++++ RECORDED INFORMATION ++++
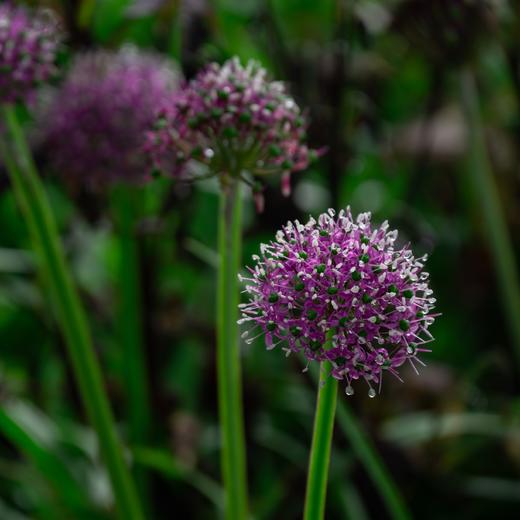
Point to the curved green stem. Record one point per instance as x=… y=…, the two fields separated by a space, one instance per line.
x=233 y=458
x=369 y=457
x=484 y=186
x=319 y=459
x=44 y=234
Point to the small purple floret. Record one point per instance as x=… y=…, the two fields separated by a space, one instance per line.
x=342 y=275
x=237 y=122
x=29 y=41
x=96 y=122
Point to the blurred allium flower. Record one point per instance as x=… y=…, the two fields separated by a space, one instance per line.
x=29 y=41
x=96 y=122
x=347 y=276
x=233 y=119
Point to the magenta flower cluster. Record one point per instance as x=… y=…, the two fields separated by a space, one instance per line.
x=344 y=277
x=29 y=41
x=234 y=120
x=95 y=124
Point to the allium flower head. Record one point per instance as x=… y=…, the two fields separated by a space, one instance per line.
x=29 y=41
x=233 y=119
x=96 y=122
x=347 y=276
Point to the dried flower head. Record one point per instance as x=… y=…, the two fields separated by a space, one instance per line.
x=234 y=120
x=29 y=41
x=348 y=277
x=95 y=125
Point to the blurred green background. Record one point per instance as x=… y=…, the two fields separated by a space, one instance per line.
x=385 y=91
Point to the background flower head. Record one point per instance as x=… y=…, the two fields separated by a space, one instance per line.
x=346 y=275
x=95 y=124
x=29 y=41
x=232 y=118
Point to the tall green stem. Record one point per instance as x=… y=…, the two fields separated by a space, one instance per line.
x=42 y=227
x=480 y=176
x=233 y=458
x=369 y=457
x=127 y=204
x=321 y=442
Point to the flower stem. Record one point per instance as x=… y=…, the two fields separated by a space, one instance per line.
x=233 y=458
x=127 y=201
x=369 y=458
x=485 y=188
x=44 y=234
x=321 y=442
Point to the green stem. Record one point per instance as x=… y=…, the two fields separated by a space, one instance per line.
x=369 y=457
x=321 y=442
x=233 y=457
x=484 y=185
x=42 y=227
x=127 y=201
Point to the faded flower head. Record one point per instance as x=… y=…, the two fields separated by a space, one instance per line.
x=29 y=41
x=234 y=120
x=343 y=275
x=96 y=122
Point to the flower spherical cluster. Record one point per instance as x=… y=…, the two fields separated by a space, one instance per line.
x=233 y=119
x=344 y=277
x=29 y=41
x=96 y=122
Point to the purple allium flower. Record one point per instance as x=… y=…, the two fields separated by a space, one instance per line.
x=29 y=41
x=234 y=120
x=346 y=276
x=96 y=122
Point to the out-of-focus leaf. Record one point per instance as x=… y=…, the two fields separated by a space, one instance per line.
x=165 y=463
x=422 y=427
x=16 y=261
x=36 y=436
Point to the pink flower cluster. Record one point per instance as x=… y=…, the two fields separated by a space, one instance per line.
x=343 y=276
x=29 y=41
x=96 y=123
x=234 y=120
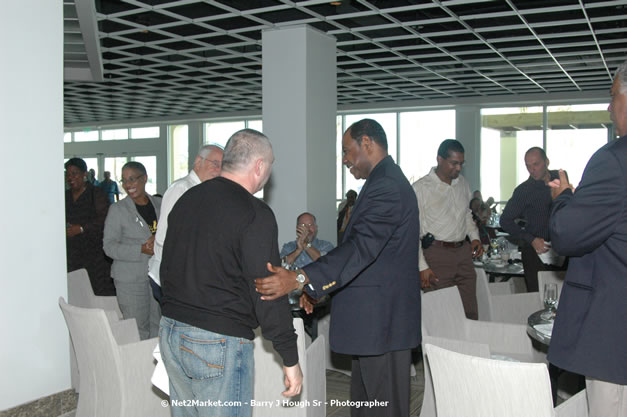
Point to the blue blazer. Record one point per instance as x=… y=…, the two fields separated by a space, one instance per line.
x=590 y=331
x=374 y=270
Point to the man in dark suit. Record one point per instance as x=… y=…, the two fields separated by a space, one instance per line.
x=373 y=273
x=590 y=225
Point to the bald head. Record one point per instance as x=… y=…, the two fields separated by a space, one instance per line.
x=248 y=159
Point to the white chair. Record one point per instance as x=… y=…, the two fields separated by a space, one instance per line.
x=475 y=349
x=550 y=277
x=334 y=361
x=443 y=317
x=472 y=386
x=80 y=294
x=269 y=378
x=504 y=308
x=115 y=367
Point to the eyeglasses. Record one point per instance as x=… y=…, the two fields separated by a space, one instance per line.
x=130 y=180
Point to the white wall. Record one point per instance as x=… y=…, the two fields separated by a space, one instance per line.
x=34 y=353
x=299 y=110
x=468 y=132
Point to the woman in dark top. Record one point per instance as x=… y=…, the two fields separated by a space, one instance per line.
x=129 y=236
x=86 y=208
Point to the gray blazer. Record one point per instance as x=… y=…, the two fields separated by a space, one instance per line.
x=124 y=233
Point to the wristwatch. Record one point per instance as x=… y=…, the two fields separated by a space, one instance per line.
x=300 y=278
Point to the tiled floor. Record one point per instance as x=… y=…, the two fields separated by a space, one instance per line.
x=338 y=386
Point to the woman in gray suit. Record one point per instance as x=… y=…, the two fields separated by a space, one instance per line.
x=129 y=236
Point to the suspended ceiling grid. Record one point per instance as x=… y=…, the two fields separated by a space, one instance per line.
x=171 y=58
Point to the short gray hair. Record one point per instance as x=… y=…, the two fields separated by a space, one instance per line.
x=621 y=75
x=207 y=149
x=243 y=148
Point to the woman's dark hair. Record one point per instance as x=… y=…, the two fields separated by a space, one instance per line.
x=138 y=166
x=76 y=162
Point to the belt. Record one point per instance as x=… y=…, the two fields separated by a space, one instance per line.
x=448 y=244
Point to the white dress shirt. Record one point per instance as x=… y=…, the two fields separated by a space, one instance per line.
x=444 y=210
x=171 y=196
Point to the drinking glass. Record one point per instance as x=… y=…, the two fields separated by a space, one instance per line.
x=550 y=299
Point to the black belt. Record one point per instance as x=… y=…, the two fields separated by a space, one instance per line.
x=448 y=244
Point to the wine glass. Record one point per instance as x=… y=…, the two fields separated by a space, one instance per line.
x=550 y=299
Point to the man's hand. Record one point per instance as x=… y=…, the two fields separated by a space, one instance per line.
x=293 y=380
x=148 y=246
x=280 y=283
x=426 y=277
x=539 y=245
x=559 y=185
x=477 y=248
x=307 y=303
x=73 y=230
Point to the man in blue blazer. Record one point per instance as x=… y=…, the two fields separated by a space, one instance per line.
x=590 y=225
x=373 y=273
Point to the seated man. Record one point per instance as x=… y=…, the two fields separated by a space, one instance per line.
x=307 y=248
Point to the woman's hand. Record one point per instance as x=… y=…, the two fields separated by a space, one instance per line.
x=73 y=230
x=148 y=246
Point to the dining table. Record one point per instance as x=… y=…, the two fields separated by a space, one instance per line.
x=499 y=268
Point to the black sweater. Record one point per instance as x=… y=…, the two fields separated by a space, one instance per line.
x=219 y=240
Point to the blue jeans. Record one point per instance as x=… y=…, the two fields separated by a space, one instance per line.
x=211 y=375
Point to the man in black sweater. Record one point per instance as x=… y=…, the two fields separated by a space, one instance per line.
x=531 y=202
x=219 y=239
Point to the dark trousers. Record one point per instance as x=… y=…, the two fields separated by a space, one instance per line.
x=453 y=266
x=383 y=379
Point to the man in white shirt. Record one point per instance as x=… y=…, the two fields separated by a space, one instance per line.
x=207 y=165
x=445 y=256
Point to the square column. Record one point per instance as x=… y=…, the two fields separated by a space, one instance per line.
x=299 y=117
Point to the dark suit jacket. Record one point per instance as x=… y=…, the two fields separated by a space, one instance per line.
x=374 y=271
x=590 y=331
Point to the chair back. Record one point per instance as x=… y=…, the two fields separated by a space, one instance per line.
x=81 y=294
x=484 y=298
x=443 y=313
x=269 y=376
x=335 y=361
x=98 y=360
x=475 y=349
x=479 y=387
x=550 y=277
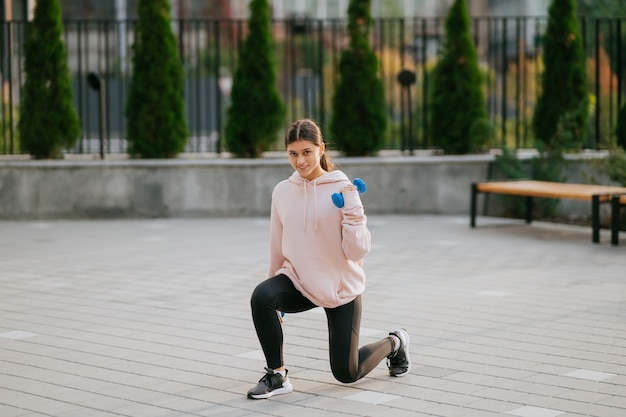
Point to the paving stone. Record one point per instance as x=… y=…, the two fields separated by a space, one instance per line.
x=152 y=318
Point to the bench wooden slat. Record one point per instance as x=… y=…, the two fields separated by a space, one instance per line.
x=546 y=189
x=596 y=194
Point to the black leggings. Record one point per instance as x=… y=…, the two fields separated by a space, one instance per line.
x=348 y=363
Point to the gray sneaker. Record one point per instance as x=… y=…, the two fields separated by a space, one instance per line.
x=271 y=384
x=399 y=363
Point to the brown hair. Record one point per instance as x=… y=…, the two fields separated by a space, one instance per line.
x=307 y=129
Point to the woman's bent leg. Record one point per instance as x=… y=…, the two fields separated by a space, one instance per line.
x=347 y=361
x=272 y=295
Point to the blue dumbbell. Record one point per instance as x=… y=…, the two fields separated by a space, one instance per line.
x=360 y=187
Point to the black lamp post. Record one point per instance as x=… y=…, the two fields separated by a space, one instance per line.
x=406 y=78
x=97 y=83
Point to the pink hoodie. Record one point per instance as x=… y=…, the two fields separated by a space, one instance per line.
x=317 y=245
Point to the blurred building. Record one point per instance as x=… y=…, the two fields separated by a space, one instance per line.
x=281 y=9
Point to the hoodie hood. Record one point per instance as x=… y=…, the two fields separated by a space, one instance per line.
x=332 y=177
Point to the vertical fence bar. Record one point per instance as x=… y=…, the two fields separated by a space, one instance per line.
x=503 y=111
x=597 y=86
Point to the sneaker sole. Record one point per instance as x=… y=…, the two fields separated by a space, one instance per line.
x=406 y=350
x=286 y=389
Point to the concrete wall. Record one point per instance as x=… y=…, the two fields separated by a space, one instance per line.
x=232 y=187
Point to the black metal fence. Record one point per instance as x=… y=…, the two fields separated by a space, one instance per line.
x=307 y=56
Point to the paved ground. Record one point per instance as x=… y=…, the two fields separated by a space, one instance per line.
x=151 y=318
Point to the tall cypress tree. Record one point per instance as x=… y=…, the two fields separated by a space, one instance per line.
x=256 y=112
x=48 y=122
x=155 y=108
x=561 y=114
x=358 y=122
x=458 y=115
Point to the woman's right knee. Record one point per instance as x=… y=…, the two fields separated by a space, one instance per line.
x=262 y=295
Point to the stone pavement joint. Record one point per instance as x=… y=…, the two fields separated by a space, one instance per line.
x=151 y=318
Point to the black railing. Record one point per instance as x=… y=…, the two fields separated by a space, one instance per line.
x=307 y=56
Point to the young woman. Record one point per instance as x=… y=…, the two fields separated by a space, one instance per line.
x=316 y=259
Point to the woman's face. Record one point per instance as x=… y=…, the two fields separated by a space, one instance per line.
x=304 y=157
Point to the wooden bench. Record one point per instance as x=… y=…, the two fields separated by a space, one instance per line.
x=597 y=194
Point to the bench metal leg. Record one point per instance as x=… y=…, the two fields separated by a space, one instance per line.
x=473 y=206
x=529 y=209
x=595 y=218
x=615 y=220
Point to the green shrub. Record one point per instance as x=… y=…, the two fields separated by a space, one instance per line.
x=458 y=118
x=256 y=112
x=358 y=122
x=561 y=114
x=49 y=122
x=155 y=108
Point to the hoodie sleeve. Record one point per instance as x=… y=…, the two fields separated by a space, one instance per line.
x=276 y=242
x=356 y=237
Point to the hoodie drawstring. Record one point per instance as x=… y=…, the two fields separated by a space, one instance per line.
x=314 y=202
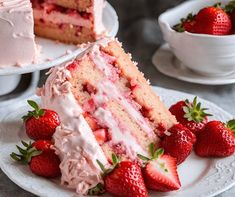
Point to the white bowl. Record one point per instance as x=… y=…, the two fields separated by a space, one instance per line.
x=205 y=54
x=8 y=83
++++
++++ RECORDED INFORMATION ++++
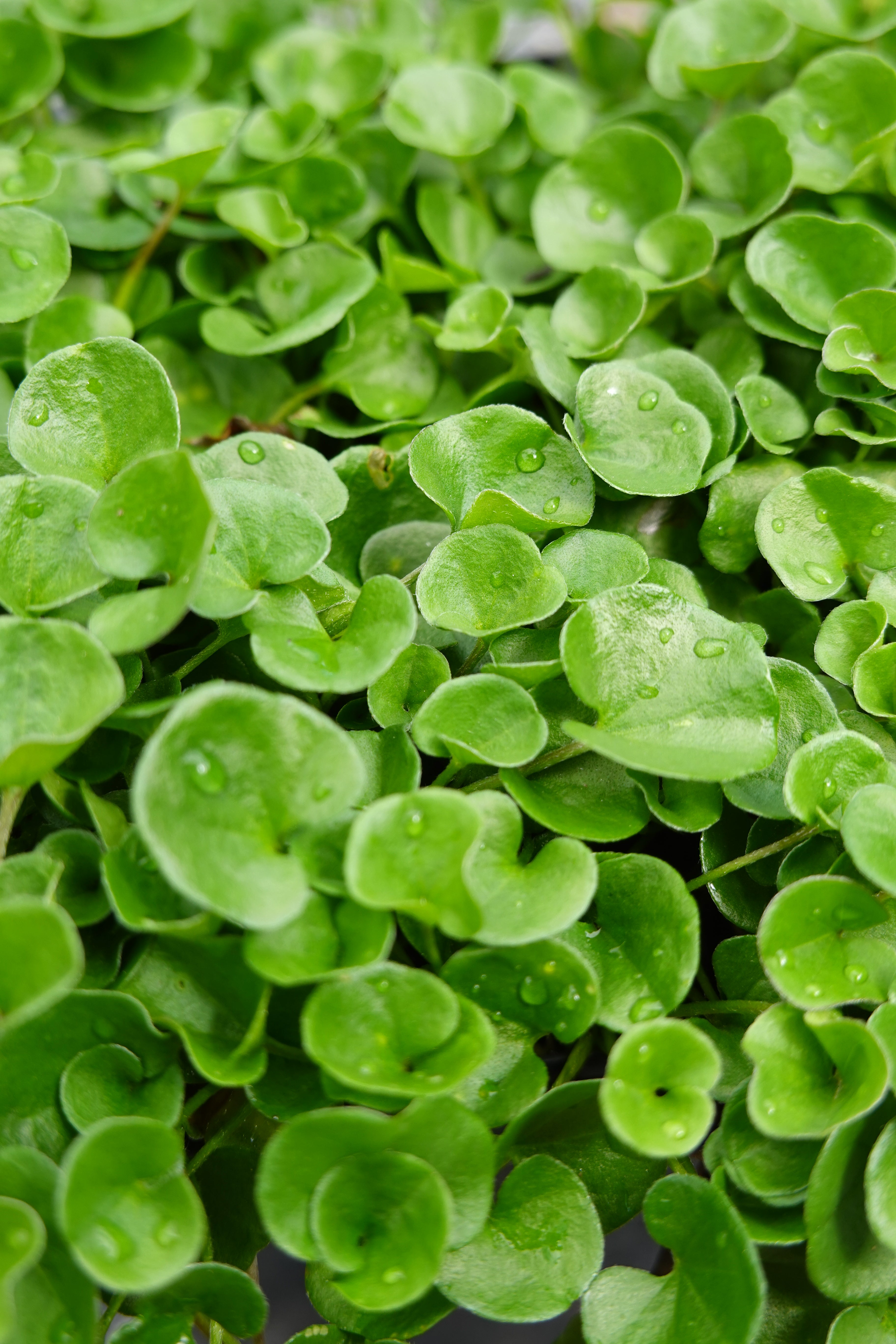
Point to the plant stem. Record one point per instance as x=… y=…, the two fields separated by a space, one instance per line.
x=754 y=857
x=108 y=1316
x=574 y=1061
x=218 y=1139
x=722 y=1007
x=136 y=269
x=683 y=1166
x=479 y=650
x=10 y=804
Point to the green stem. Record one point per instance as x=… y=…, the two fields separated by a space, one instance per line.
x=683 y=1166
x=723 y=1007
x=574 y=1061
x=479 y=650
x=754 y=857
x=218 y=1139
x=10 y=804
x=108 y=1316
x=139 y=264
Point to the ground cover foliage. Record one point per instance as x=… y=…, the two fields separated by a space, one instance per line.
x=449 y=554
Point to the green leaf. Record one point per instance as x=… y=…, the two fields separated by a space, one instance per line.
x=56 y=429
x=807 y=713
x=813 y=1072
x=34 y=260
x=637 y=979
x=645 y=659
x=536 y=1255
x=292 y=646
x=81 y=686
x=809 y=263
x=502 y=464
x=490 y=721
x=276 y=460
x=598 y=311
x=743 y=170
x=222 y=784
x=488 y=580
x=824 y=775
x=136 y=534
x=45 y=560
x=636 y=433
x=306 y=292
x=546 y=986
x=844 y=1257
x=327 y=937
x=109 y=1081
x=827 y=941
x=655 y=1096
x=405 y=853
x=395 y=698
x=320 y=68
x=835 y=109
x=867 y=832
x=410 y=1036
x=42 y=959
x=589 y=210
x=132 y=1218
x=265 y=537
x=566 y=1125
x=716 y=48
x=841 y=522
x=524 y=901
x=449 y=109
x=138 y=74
++++
++++ RECORDED INFORMATION ++++
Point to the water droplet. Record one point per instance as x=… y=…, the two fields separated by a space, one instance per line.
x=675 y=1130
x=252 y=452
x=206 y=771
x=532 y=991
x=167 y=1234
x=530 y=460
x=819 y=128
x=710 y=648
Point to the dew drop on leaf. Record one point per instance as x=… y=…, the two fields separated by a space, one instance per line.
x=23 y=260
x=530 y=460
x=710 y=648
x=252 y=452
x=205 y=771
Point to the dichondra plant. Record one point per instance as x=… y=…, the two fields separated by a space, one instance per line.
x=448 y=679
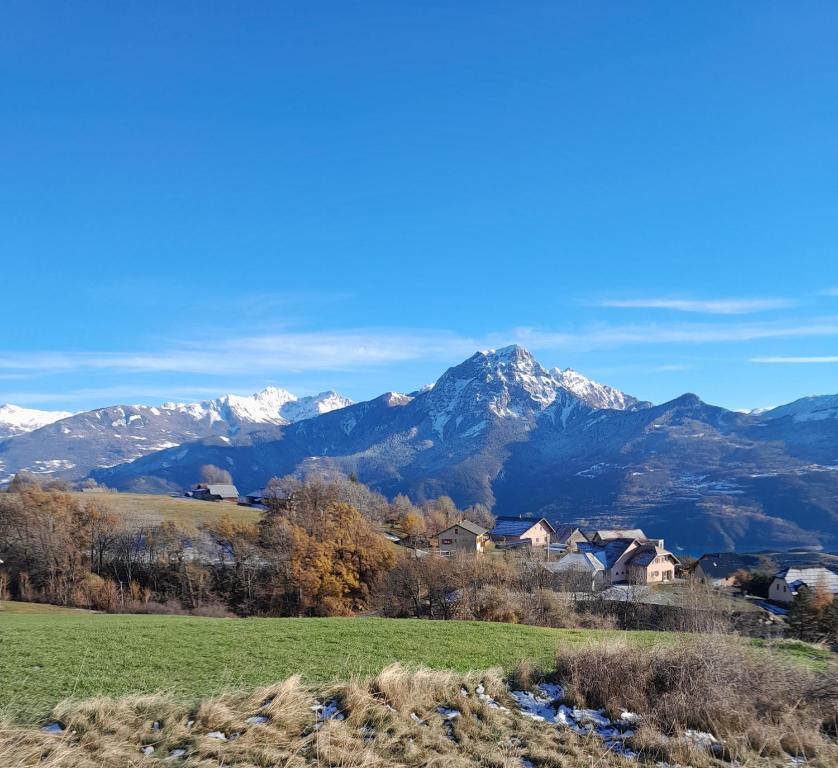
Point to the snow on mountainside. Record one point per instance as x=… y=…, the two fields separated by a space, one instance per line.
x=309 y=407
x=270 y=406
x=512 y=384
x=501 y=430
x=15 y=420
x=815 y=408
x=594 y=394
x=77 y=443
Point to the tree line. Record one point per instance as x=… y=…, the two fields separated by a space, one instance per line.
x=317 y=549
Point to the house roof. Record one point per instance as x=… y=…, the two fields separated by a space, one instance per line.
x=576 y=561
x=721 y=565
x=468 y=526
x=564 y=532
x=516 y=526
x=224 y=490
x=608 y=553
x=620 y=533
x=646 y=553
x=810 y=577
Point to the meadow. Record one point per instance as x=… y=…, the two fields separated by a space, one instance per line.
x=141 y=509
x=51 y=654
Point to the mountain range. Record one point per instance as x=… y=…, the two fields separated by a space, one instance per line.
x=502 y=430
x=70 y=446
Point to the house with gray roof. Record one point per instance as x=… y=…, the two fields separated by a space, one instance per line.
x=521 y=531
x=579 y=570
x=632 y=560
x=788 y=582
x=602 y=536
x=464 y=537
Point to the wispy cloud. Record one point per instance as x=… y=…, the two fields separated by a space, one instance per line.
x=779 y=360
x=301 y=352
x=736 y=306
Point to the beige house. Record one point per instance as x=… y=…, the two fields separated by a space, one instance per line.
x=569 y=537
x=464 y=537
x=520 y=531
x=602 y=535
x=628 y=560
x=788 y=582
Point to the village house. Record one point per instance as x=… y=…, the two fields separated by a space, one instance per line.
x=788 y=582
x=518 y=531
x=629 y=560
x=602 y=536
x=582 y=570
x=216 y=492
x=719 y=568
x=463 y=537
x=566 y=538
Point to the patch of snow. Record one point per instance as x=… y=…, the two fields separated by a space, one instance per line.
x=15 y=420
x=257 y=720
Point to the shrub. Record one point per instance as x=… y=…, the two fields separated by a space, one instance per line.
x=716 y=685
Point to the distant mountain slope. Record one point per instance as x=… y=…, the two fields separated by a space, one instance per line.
++++
> WHAT NEEDS TO BE DONE:
Could you rewrite the lines starting with the line with "Point to the dark trousers." and going on through the line with "x=399 y=363", swapping "instance" for "object" and keeping everything else the same? Leave the pictures out of your answer.

> WRITTEN RESPONSE:
Point to the dark trousers. Record one point per object as x=… y=…, the two fields separated by a space, one object per line.
x=453 y=266
x=383 y=379
Point to the man in white shirt. Record one point per object as x=… y=…, the two fields separated by a space, one object per line.
x=207 y=165
x=445 y=256
Point to the square column. Record one point per object as x=… y=…, the two fields separated by a space, one object per line.
x=299 y=117
Point to the dark suit jacket. Record one point per object as x=… y=…, the two fields separated by a space, one object per line.
x=374 y=271
x=590 y=331
Point to the chair back. Record one point per object as x=… y=…, the two fields separated by a space, one object per line.
x=81 y=294
x=484 y=298
x=443 y=313
x=269 y=376
x=335 y=361
x=98 y=360
x=475 y=349
x=479 y=387
x=550 y=277
Point to the paving stone. Record one point per object as x=… y=…, the two fields separated by a space, one object per line.
x=152 y=318
Point to the bench wooden slat. Record one point per object as x=… y=…, the two fields separated by a space, one object per line.
x=546 y=189
x=596 y=194
Point to the black leggings. Record one point per object as x=… y=…, the two fields separated by a space, one object per line.
x=348 y=363
Point to the gray sneaker. Record one point per object as x=… y=…, the two fields separated by a space, one object per line.
x=271 y=384
x=399 y=363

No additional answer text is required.